_List of tasks_
A – Using the passage on automotive sensors, explain in one to three sentences why some auto vendors require integral ESD protection and sensors that can survive reverse- and double-battery potentials.
B – Print the part of the passage on automotive sensors starting at "Some auto vendors" and ending at "or jump-connecting batteries.".
C – Proceed with the passage on automotive sensors, beginning after its last sentence.

Start of Selected text

Despite the hurdles, nearly all sensors in a car, especially in the relatively less difficult passenger compartment, are surface-mount devices; photosensors and sources are the primary exception. Besides the size benefits, this packaging means that these sensors are viable for nonautomotive application designs, and all design engineers get the benefits of the development efforts and high-volume production.

It's a two-way street, of course. Many of the automotive sensors are specialized variations on technologies that have been developed for nonautomotive uses and are working their way into cars, once designers can tailor their specifications to the needs of the auto market and they prove their performance.

The auto environment always poses difficult challenges in addition to ever-present cost issues, including fundamental component reliability and parametric stability over operating and storage temperatures of –40 to +140ºC or higher, the need to fit the sensor into the auto structure, the requirement to withstand deliberate and inadvertent wear and abuse, and the objective of providing overall system consistency in performance, so that readings do not mislead.

Some auto vendors mandate integral ESD (electrostatic-discharge) protection to reduce the number of external protection components, as well as sensors that can survive reverse- and double-battery potentials (–16 to +32V), which result from improper hookup when replacing or jump-connecting batteries.

End of Selected text
Start of Information supplied

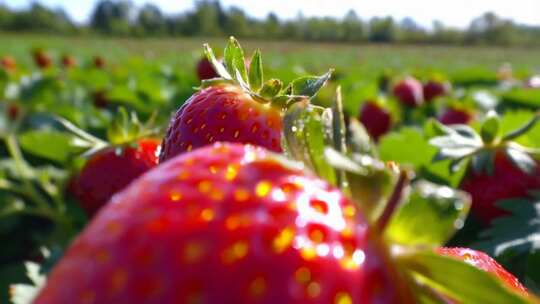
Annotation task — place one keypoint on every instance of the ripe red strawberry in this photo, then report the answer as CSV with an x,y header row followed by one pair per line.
x,y
112,169
506,181
68,61
375,118
99,62
205,70
226,224
235,108
497,167
409,92
455,115
485,262
42,59
8,63
222,113
433,89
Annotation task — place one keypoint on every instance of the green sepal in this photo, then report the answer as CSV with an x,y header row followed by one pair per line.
x,y
256,76
358,140
490,130
368,182
124,128
457,281
271,88
303,138
521,159
524,129
429,217
308,85
483,162
233,56
218,66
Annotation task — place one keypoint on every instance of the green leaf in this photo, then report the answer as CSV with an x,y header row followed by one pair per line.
x,y
52,145
220,69
308,85
407,146
234,60
256,76
522,160
490,128
303,139
124,128
518,232
271,88
430,217
458,280
26,293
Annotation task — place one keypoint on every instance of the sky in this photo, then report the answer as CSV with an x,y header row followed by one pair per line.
x,y
457,13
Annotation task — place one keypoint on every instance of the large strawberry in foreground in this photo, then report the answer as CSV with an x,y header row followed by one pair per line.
x,y
485,262
236,107
226,224
497,167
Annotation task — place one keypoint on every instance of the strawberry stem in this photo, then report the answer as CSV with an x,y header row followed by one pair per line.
x,y
394,200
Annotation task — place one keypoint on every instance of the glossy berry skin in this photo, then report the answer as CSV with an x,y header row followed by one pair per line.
x,y
433,89
205,70
507,181
409,92
454,116
110,170
42,59
376,119
8,63
484,262
222,113
68,61
226,224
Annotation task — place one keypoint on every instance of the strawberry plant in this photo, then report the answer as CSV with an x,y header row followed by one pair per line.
x,y
265,192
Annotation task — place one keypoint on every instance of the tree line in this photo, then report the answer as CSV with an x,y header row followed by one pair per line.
x,y
210,18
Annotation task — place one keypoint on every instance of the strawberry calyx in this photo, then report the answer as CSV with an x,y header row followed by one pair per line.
x,y
460,143
233,70
124,131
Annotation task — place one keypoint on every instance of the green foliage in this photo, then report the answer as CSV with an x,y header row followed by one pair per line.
x,y
443,211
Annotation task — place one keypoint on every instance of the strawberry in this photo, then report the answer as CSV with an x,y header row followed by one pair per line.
x,y
8,63
68,61
375,118
484,262
505,181
205,70
409,92
226,224
112,165
456,115
110,170
433,89
99,62
497,167
235,108
42,59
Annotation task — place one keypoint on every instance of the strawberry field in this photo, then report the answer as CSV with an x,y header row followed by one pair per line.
x,y
162,171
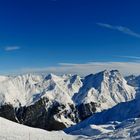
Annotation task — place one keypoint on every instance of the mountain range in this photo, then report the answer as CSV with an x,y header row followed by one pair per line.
x,y
54,102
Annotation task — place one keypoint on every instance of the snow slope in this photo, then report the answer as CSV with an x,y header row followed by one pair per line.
x,y
126,130
106,88
63,99
13,131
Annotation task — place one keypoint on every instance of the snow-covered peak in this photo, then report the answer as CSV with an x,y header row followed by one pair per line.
x,y
3,78
107,88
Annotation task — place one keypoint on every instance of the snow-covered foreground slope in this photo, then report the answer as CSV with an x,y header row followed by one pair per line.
x,y
13,131
126,130
55,102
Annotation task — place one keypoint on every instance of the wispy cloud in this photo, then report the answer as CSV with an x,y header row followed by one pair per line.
x,y
122,29
12,48
130,57
125,68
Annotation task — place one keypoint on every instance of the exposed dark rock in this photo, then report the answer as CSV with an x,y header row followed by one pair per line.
x,y
86,110
42,114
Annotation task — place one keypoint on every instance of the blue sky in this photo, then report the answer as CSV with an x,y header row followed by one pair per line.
x,y
59,35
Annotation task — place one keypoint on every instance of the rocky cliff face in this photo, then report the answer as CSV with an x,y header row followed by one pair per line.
x,y
56,102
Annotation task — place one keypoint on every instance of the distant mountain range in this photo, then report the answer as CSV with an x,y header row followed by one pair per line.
x,y
56,102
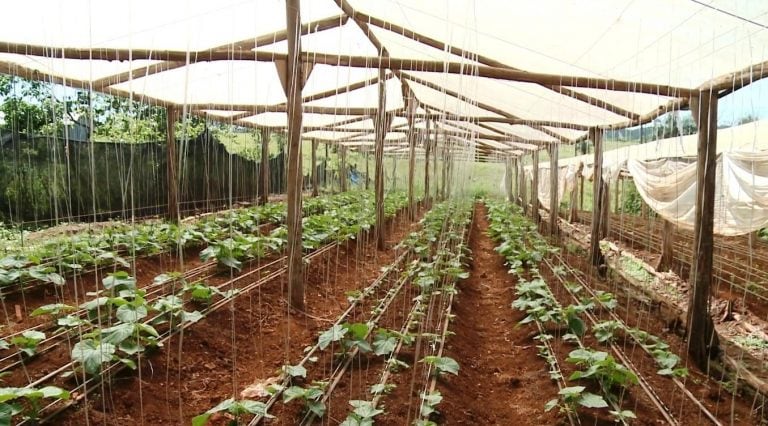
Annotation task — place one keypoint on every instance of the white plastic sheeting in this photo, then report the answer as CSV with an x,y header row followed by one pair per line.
x,y
668,185
741,191
687,45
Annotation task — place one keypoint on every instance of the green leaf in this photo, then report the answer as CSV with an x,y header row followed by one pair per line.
x,y
130,313
443,364
334,334
201,420
53,309
591,400
91,354
295,370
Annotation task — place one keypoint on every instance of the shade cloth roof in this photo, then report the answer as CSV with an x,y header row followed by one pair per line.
x,y
460,59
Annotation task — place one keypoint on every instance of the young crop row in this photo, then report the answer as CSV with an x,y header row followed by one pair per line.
x,y
122,322
431,264
593,369
51,261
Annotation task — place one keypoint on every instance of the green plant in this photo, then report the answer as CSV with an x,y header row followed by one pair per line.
x,y
571,397
26,401
603,369
442,365
236,408
310,396
27,342
362,414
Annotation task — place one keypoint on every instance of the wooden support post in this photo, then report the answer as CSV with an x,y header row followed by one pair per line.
x,y
172,115
535,189
264,165
293,94
367,171
667,247
575,196
703,343
343,172
315,189
554,202
444,168
427,151
394,172
598,198
434,166
521,184
410,111
382,126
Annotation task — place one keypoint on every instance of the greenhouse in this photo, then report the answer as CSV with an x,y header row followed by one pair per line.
x,y
358,212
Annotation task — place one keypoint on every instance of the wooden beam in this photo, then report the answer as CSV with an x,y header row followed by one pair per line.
x,y
703,342
439,45
315,189
172,116
554,204
354,61
295,288
596,256
487,107
427,151
411,109
264,165
382,126
535,189
575,199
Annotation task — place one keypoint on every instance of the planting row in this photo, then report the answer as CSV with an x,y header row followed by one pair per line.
x,y
601,375
123,321
51,260
372,332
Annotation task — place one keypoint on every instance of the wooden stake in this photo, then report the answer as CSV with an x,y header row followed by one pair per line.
x,y
667,247
367,171
172,115
343,173
554,203
315,189
575,198
535,189
410,110
295,176
598,198
381,130
264,165
703,342
427,151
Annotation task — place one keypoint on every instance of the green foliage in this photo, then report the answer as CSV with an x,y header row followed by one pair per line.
x,y
236,408
26,401
27,342
442,364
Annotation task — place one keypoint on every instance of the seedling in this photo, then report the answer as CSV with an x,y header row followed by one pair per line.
x,y
28,341
235,408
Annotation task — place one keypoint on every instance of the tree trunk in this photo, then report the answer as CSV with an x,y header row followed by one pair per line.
x,y
703,342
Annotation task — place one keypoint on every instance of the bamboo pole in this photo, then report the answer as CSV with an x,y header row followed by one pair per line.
x,y
293,94
381,131
427,151
554,205
535,189
703,342
315,189
411,109
598,198
264,165
172,115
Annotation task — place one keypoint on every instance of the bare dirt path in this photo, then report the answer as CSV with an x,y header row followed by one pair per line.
x,y
502,381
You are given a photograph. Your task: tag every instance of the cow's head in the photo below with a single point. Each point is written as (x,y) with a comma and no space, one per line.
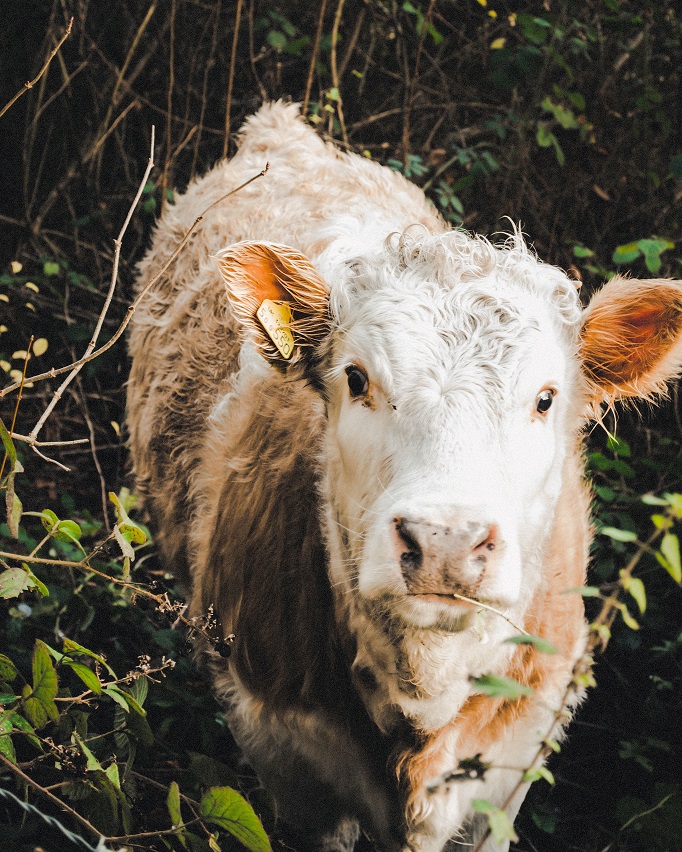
(457,377)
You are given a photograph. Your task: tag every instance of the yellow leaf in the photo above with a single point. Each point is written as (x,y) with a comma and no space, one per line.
(40,346)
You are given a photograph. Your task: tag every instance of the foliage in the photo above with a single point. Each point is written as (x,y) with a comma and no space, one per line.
(561,116)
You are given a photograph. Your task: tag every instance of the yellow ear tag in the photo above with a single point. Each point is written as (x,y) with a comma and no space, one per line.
(276,318)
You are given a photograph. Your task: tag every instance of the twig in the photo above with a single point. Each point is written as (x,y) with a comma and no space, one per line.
(582,667)
(25,439)
(230,79)
(169,105)
(55,799)
(16,407)
(413,81)
(199,126)
(54,372)
(252,57)
(313,57)
(102,139)
(95,457)
(32,83)
(489,608)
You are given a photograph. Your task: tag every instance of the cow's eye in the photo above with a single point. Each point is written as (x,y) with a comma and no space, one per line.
(358,383)
(544,401)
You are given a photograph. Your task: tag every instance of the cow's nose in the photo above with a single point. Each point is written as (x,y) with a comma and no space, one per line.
(442,557)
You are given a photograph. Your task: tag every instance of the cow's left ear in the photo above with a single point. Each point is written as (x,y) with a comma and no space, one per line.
(278,297)
(631,339)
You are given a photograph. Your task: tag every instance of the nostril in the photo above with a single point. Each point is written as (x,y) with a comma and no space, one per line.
(412,557)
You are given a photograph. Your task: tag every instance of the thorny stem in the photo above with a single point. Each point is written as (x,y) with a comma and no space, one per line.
(51,374)
(162,600)
(32,83)
(16,407)
(100,321)
(54,799)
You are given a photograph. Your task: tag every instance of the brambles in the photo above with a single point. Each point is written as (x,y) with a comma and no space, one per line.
(562,118)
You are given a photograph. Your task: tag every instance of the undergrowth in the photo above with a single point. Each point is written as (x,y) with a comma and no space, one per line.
(561,116)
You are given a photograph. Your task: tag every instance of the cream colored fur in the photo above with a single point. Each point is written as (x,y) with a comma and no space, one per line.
(278,495)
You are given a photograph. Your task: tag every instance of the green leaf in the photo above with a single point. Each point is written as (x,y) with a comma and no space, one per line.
(225,808)
(608,495)
(173,803)
(39,706)
(14,513)
(13,582)
(540,643)
(618,535)
(501,826)
(619,446)
(497,686)
(652,500)
(72,648)
(626,253)
(116,695)
(532,775)
(6,744)
(670,549)
(20,724)
(130,530)
(92,765)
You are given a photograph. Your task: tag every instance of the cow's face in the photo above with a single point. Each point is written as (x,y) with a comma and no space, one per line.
(451,405)
(456,379)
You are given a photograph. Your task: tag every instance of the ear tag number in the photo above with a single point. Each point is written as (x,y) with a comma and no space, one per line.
(276,319)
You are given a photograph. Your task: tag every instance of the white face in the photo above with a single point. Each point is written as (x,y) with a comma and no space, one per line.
(448,428)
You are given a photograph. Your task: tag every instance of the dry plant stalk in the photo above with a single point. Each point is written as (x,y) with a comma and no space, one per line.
(91,353)
(31,83)
(599,632)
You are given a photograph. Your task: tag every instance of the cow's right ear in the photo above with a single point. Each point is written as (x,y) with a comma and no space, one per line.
(278,297)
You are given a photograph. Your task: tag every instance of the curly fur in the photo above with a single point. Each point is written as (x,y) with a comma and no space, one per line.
(279,495)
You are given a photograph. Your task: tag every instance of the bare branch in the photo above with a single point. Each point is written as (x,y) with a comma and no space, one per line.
(54,372)
(32,83)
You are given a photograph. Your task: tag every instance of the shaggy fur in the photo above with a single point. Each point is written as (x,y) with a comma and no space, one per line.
(436,394)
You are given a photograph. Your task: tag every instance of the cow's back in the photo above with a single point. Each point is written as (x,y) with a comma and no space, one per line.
(184,342)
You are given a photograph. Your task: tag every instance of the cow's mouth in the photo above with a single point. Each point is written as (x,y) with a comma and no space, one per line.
(453,599)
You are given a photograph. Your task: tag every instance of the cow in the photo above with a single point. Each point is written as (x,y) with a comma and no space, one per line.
(358,432)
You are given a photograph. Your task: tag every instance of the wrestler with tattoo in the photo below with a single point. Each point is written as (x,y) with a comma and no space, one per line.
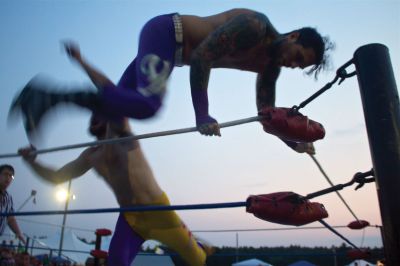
(238,39)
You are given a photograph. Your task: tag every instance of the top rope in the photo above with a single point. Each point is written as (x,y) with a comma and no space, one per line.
(136,137)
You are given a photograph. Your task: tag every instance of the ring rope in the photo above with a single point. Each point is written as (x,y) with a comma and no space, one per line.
(134,209)
(136,137)
(331,183)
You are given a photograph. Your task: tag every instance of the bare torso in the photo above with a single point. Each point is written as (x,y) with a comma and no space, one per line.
(125,169)
(197,29)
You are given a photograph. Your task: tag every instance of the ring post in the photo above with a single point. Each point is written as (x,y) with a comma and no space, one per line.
(380,101)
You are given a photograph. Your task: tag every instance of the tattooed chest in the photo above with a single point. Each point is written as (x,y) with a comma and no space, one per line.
(250,60)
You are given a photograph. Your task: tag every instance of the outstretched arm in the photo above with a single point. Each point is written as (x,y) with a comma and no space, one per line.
(98,78)
(71,170)
(238,34)
(265,96)
(12,223)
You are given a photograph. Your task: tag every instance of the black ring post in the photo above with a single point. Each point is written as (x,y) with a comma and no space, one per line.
(380,101)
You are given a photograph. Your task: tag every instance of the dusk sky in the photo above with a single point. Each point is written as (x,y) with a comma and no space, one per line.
(192,168)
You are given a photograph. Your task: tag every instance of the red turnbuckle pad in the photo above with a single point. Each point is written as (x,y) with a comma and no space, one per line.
(289,124)
(358,253)
(103,232)
(100,254)
(356,225)
(286,208)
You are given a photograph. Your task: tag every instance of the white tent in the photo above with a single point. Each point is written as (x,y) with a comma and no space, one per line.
(252,262)
(152,260)
(361,263)
(71,242)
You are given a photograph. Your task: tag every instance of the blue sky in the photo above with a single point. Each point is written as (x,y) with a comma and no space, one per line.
(192,168)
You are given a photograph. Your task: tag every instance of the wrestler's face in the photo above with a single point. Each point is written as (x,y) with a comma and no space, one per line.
(97,127)
(292,54)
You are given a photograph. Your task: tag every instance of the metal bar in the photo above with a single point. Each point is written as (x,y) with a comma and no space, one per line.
(380,101)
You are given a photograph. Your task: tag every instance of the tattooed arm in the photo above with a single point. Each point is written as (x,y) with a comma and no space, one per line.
(238,34)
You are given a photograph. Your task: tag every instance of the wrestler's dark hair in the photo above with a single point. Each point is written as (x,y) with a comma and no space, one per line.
(6,166)
(310,38)
(100,131)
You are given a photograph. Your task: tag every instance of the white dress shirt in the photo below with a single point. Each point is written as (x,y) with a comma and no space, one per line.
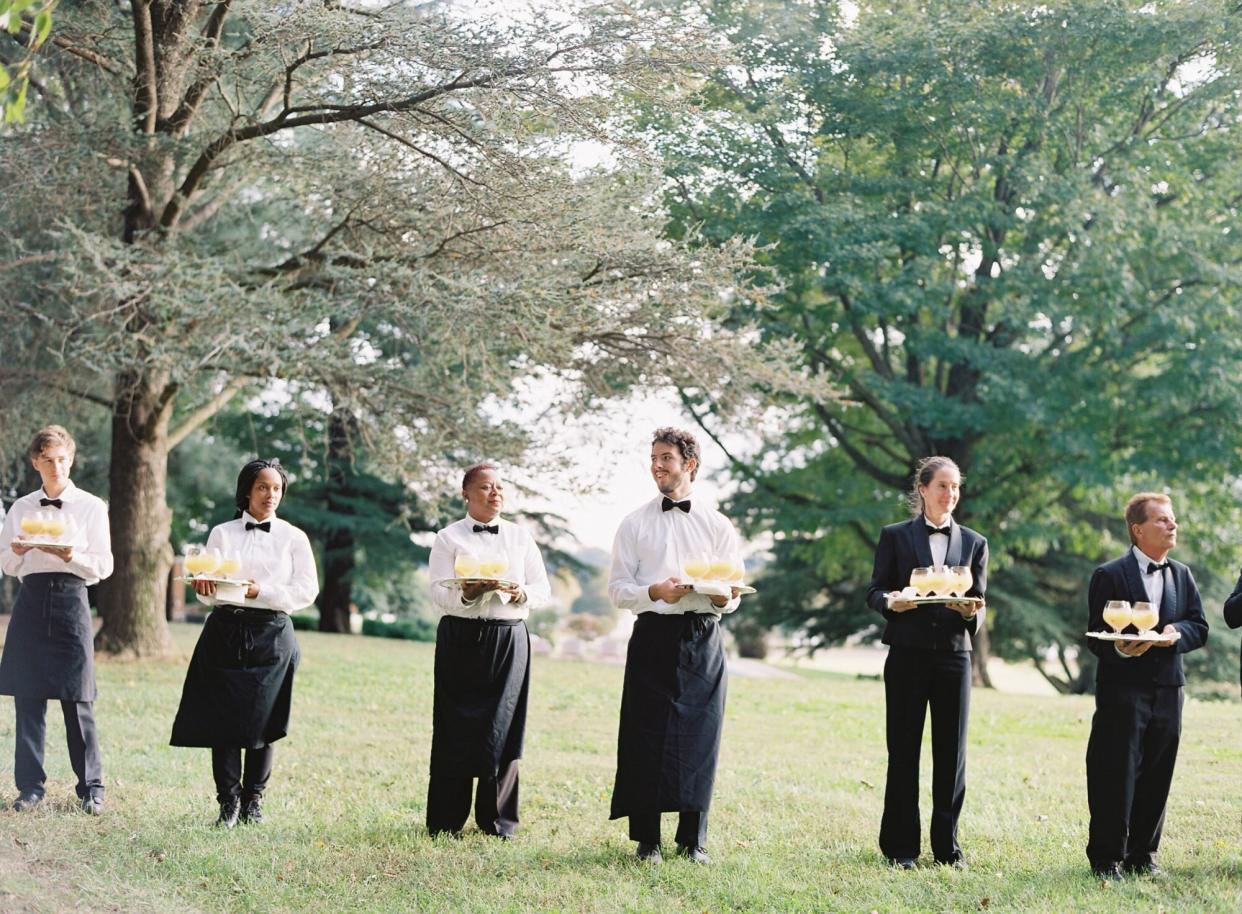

End of Information supplied

_Responses to the tasks_
A – Integral ESD protection is mandated to reduce the number of external protection components. Sensors must survive reverse- and double-battery potentials (–16 to +32V) because these potentials result from improper hookup when batteries are replaced or jump-connected.

B –
Some auto vendors mandate integral ESD (electrostatic-discharge) protection to reduce the number of external protection components, as well as sensors that can survive reverse- and double-battery potentials (–16 to +32V), which result from improper hookup when replacing or jump-connecting batteries.

C –
 

Getting on the bus, maybe

Most sensor elements or ICs inherently provide a low-level analog signal as their output. Some IC sensors also include integral signal conditioning to bring this signal up to a more practical 0 to 5V range (usually a single-ended signal but differential in some designs) or a 0- to 10-mA signal.

In addition, most sensor situations need a microcontroller to interpret the signal. Because the analog signals generally have fairly low bandwidth and modest accuracy, an 8- to 12-bit, 10k- to100k-sample/sec ADC built into the microcontroller is generally sufficient. Some sensors include a built-in converter in their package assembly, thus providing an opportunity for

linearizing and calibrating the sensor. Designers commonly use two-die assemblies on a single lead frame for cost and space savings.

This two-die assembly is especially interesting to automakers, because it lets them reduce the required precision of the sensor assembly's installation. The automaker can install the sensor assembly, run a calibration sequence, and store any calibration factors needed to compensate for mechanical tolerances and slack in position or angle of mounting, as well as any changes in sensor performance due to installation stress.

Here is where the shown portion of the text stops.